» TAREFAS DO EXERCÍCIO
**a.** Indique se cada afirmação concorda com o texto sobre a estrutura de um artigo de pesquisa: (i) entre os erros comuns está deixar de fora estudos diretamente relevantes; (ii) as hipóteses devem ser redigidas no tempo futuro; (iii) a seção de métodos deve informar o tamanho da amostra e como ele foi determinado. Responda sim ou não a cada uma e cite literalmente as palavras do texto que decidem a resposta.
**b.** Retome o texto sobre a estrutura de um artigo de pesquisa a partir do ponto em que ele termina, dando sequência aos itens de “Medição das variáveis”.

» TEXTO PARA LEITURA

____

B. Descrição do problema (ou antítese).
C. Resolução do problema (ou síntese).
1. Finalidades do estudo.
2. Hipóteses ou perguntas da pesquisa.

Erros comuns
- Orientação empírica mais do que teórica.
- Hipóteses descritas em tempo futuro:
- “Possivelmente se relaciona” quando deveria ser “se relaciona possivelmente”.
- Introdução muito longa, incluindo material que poderia ser melhor utilizado na discussão.
- Inclusão de material estranho ou tangencial.
- Detalhes excessivos na descrição de estudos prévios.
- “Reinvenção da roda”, especialmente na primeira sentença ou parágrafo.
- Omissão de estudos diretamente relevantes.
- Inclusão dos resumos dos resultados.
- Terminologia confusa.
- Primeira sentença “O objetivo deste estudo é…” (muito primário).
- Citações incorretas.

II. MÉTODOS
Finalidade
- Possibilitar ao leitor avaliar o delineamento da pesquisa.
- Descrever os materiais e os sujeitos (especialmente a seleção).
- Descrever o tamanho da amostra e como foi determinada.
- Definir operacionalmente as variáveis das hipóteses.
- Definir procedimentos
- prover testes de hipóteses adequados.
- Definir análises estatísticas (considerar proporção de erros para análises múltiplas).
- Informar sobre questões éticas; consentimento.
- Selecionar métodos adequados a fim de permitir a duplicação do trabalho por outros.

Estrutura
A. Medição das variáveis
1. Explicitar os princípios para a seleção das medidas.
2. A medição das variáveis deriva das hipóteses?

____

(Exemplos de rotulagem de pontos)
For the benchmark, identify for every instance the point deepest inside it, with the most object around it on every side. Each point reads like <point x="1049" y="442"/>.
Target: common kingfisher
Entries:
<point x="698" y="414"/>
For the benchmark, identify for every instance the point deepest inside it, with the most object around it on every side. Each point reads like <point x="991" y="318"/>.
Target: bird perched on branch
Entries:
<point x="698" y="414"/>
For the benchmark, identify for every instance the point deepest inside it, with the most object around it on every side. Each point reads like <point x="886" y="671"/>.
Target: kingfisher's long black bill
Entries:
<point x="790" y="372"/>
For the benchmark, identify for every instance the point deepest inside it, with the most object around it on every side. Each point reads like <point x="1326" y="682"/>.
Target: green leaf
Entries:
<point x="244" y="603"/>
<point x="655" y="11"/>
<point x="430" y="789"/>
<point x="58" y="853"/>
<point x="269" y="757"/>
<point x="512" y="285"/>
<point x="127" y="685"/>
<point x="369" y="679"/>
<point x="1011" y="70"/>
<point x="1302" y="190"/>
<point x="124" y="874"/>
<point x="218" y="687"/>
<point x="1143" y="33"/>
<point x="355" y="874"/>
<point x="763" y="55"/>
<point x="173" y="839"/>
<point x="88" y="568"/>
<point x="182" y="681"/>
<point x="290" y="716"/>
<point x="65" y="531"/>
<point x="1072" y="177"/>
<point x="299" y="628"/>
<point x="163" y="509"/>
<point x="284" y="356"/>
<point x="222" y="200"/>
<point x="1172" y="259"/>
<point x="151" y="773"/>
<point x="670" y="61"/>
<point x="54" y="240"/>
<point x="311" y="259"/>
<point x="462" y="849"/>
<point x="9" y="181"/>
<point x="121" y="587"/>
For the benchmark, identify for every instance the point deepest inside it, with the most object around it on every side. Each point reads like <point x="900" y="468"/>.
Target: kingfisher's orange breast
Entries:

____

» RESPOSTAS POR TAREFA
**a.**
(i) Sim: “Omissão de estudos diretamente relevantes.”
(ii) Não: “Hipóteses descritas em tempo futuro” aparece na lista de “Erros comuns”.
(iii) Sim: “Descrever o tamanho da amostra e como foi determinada.”

**b.**
- descrição dos instrumentos ou equipamentos,
- dados empíricos dos instrumentos: válidos e confiáveis,
- conveniência para os participantes,
- adequação da tradução,
- se o instrumento é exclusivo para o estudo, relatar evidências que o sustente.
B. Participantes
1. Seleção apropriada e representativa para os propósitos do estudo.
2. Seleção: como, onde os sujeitos foram selecionados &– randomicamente, seleção intencional, grupos inteiros, etc.? Qual é o número da amostra?
3. Características: variáveis demográficas (idade, grau de instrução, raça, sexo, residência rural ou urbana, etc.); dados psicométricos (inteligência, etc.).
4. Comparação com os grupos de referências: normas, razões ou proporções básicas.
5. Explicitação de qualquer comportamento tendencioso dos participantes (voluntários, não-respondentes).
C. Coleta de dados
1. Explicar como o consentimento foi obtido e os participantes selecionados
2. Descrever em detalhes como os dados foram obtidos (explicar a administração de testes).
3. Indicar como os dados foram comparados para a análise (se relevante).
4. Explicar como os participantes foram interrogados.
D. Delineamento e Análises
1. Descrever ou mostrar graficamente o delineamento do estudo.
2. Apresentar os princípios das análises estatísticas conduzidas.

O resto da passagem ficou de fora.